**DOCUMENT SECTION**
== == ==

Do you feel that you are not getting the same support you offer to others? How does that make you feel? What is your current response? Do you still have the same spirit to support others?
If you will allow me the time to deepen the meaning of the Proverbial passage quoted above in one of the ways I learned it from my Rav M. Elbaz of the Elbaz Rabbinic Dynasty.
My Rav taught me that “the most obvious of things generally need to be said first.” Many if not all of us want to be supported, the truth is many do not know how to ask. The reasons many individuals refuse or simply do not ask for support may vary and may be due to the result of past feelings of shame, guilt, or embarrassment and traumas, these are all common reasons that keep us from reaching out for the support we need.
In what is understood by many as an “obvious” moment of need (individual or communal) there is often failure to remember that no one is a mind-reader, and that each person has their own struggles that overshadow even the most “obvious” things.
Suggestion: Be patient and be kind and take a moment to realize that if there is someone you know, that hasn’t noticed that you’re needing their support, don’t make it your business to hold it against them if you have not taken all the necessary steps. With further investigation you may come to find out that they’re probably not trying to be unsupportive, and they may become a fantastic source of support if you just ask them.
My point is to be direct in your communication and ask for specific forms of support. Ask yourself:
Do I need someone to spend time with, so I am not alone?

== == ==

Items from a dataset
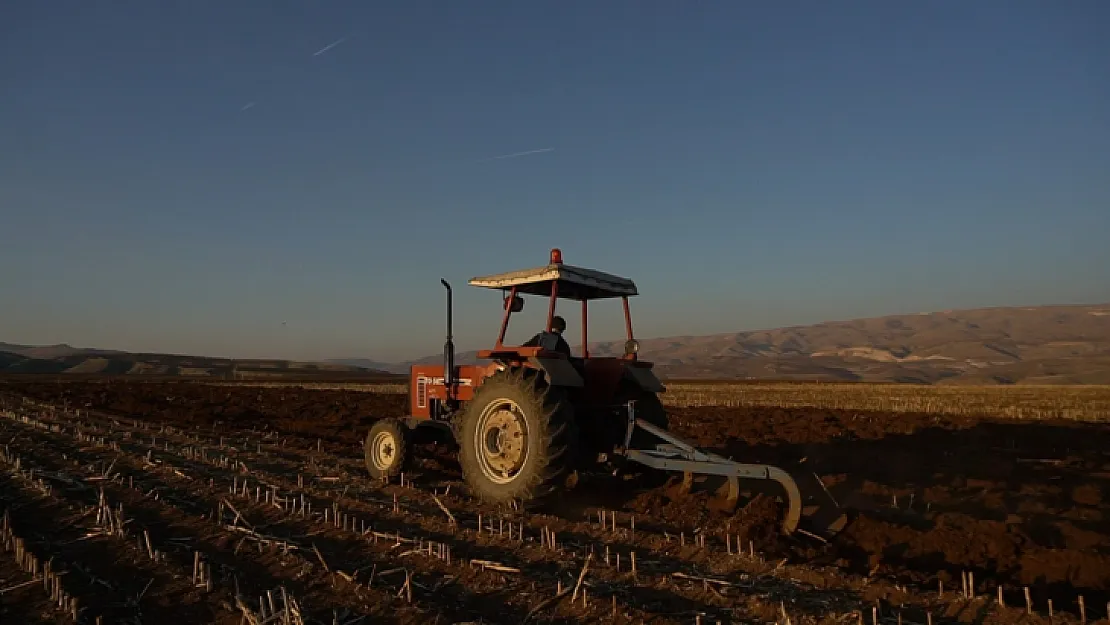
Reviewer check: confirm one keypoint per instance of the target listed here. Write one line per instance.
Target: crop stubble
(1013, 503)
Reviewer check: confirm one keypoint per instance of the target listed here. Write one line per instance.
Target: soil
(930, 499)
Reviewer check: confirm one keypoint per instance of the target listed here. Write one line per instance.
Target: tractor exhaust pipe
(448, 346)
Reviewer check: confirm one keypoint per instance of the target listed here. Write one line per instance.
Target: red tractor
(532, 417)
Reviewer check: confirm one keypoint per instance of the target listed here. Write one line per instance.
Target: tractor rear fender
(644, 377)
(558, 372)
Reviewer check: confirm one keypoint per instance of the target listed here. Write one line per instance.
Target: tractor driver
(553, 341)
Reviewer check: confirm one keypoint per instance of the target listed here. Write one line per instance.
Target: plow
(533, 417)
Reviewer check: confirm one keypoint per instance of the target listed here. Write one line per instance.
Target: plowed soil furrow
(759, 594)
(475, 592)
(110, 575)
(530, 556)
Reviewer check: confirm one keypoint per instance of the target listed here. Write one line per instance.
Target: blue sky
(750, 164)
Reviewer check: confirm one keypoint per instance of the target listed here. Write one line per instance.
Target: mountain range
(1055, 344)
(64, 359)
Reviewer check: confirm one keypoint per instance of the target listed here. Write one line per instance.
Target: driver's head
(558, 324)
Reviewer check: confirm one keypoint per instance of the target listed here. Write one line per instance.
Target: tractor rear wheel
(386, 449)
(517, 437)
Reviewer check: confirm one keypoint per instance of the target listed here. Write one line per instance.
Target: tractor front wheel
(386, 449)
(517, 439)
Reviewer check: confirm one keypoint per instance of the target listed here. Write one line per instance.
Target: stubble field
(184, 502)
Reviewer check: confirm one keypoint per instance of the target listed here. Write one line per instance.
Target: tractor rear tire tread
(553, 436)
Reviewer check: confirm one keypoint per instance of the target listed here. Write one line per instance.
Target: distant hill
(999, 345)
(63, 359)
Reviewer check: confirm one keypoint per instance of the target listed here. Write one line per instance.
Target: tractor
(531, 419)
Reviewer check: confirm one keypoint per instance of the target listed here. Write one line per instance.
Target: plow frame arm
(679, 456)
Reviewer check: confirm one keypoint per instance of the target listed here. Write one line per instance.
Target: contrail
(329, 47)
(517, 154)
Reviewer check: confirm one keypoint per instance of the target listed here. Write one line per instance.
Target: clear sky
(193, 177)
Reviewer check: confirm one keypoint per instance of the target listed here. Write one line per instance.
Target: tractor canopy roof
(574, 282)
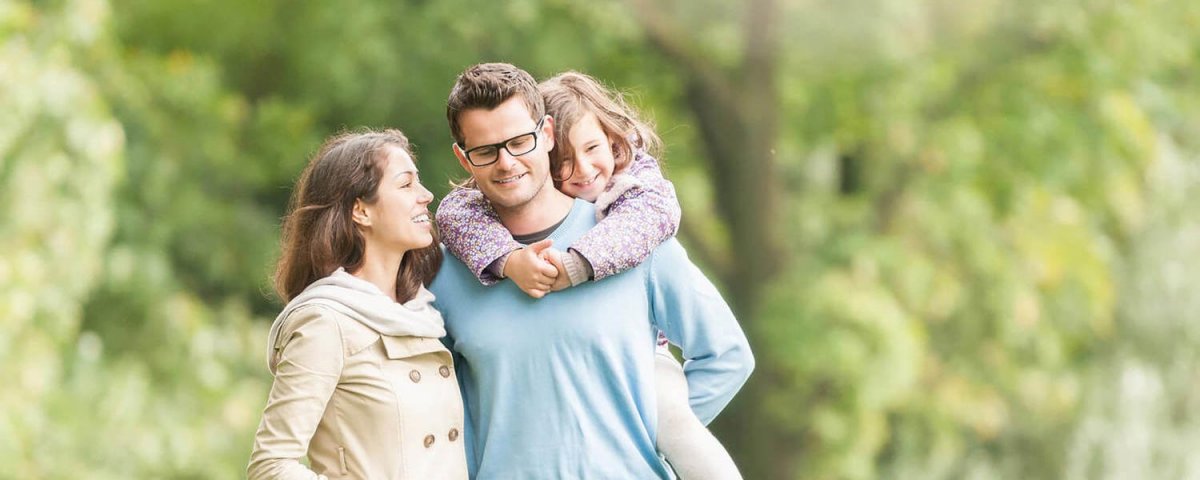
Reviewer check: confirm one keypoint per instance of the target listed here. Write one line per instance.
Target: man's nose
(504, 160)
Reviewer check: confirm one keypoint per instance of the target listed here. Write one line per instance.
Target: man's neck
(539, 214)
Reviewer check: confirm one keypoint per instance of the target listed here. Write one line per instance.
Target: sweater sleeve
(689, 310)
(473, 232)
(641, 216)
(305, 378)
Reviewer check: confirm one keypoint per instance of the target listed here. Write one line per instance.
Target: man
(563, 387)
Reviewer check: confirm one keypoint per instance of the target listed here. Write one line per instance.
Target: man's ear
(359, 214)
(547, 129)
(461, 155)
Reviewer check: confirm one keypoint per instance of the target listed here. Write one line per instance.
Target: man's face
(511, 181)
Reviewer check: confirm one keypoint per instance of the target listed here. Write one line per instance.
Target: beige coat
(359, 405)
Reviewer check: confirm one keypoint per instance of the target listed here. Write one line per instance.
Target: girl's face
(592, 157)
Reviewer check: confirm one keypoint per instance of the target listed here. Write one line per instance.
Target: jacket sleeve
(473, 232)
(310, 365)
(689, 310)
(641, 217)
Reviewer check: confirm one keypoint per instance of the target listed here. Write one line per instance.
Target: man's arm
(693, 315)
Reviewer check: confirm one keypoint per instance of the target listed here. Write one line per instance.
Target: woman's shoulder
(324, 318)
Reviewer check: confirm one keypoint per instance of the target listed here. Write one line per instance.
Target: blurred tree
(959, 235)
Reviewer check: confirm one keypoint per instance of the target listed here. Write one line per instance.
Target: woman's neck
(381, 269)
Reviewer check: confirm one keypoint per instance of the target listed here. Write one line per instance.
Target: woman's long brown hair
(318, 232)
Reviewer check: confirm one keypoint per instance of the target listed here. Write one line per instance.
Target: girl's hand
(556, 258)
(529, 269)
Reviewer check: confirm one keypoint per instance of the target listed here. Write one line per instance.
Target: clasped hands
(538, 269)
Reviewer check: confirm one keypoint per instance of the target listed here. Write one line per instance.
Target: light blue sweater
(563, 387)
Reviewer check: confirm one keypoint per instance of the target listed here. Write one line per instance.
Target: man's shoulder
(451, 275)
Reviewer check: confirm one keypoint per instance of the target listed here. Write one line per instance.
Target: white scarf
(363, 301)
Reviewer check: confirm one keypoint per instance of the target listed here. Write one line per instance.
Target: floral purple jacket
(639, 210)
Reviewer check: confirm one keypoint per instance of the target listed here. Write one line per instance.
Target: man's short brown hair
(487, 85)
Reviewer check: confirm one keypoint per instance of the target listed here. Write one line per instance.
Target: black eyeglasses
(521, 144)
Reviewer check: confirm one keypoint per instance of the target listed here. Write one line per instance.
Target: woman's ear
(359, 214)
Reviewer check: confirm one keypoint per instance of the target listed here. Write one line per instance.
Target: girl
(603, 154)
(363, 384)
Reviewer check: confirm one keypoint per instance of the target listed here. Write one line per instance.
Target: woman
(363, 384)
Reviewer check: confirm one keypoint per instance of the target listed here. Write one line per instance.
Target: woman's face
(592, 156)
(399, 220)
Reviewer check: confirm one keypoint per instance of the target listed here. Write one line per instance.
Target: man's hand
(556, 258)
(529, 269)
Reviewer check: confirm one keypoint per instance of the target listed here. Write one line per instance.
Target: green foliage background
(982, 215)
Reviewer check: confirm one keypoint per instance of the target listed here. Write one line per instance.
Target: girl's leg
(690, 448)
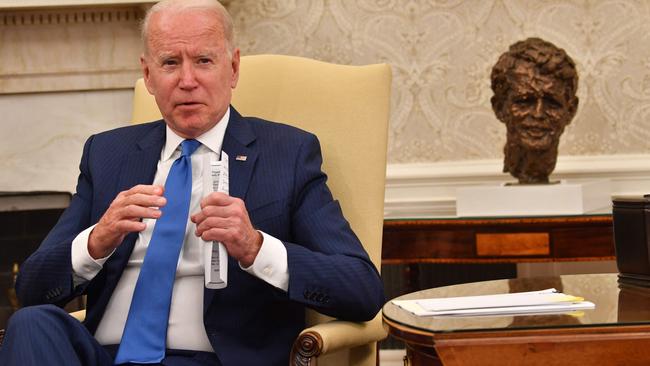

== == ==

**ASSIGNMENT 1**
According to the text on asking for support, what keeps people from asking for the support they need? List each reason it names.
**ASSIGNMENT 2**
Pick up the text on asking for support after its final sentence and continue writing it.

**TASK RESULT 1**
- Shame
- Guilt
- Embarrassment
- Traumas

**TASK RESULT 2**
Do I need advice?
Do I simply need a shoulder to cry on?
Ask for what you need and ask for it directly; don’t beat around the bush.
A common mistake is to assume that only the people you’ve been closest to will be able to support you. Sometimes, the best sources of support are people that are far enough removed from your situation to be able to be there for you without getting tangled up in the situation themselves.
Do yourself a favor and try to think outside of the box when it comes to who might be able to provide you with the emotional support you need. Think about an individual you used to currently work with who turns out to be a great listener, or the acquaintance that you from the coffee shop who runs a food pantry for the less fortunate. Don’t limit yourself to only your inner circle when it comes to getting the support you need. You may find friends and supporters in some of the most surprising places.
As the opening so the closing “The phrase "sticking closer than a brother" which we took is from Mishlei (Proverbs) 18:24. Describes a true supporter as a person who sticks closer than a relative, there is a consistency in their loyalty and their friendliness, these individuals come to the aid of their companions in distress and give counsel to them in faithfulness.
Your support is out there. They want and desire to support you. Make sure that you are doing what is necessary on your part to make sure they know that you need their unique support.